** Start of INFORMATION SHOWN **
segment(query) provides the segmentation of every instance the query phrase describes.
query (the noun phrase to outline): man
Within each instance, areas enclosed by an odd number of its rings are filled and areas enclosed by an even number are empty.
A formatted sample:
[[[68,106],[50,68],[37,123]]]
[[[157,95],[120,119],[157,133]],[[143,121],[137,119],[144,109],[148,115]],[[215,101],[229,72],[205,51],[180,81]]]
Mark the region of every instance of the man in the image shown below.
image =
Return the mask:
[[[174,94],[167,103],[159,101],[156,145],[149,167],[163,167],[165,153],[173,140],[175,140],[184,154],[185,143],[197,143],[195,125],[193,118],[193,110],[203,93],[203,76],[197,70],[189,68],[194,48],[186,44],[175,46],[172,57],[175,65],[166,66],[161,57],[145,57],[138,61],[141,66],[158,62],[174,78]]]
** End of INFORMATION SHOWN **
Rewrite the records above, replacing every "man" with "person" and keeping everything else unchanged.

segment(query) provides the segmentation of every instance the query phrase describes.
query (the noun phrase to outline): person
Within each instance, areas enclosed by an odd number of its rings are filled and areas enclosed by an even number are empty.
A formatted sample:
[[[68,106],[50,68],[37,123]]]
[[[157,95],[120,119],[157,133]],[[143,121],[137,119],[144,109],[148,115]],[[215,101],[229,72],[205,51],[180,81]]]
Mark the region of every instance of the person in the image shown below.
image =
Return the mask:
[[[174,94],[167,103],[159,101],[156,145],[149,167],[163,167],[165,153],[173,140],[175,140],[184,154],[185,143],[197,143],[195,125],[193,118],[193,110],[203,93],[203,76],[197,70],[189,68],[194,48],[186,44],[175,46],[172,57],[175,65],[166,66],[161,57],[145,57],[138,61],[141,66],[158,62],[174,78]]]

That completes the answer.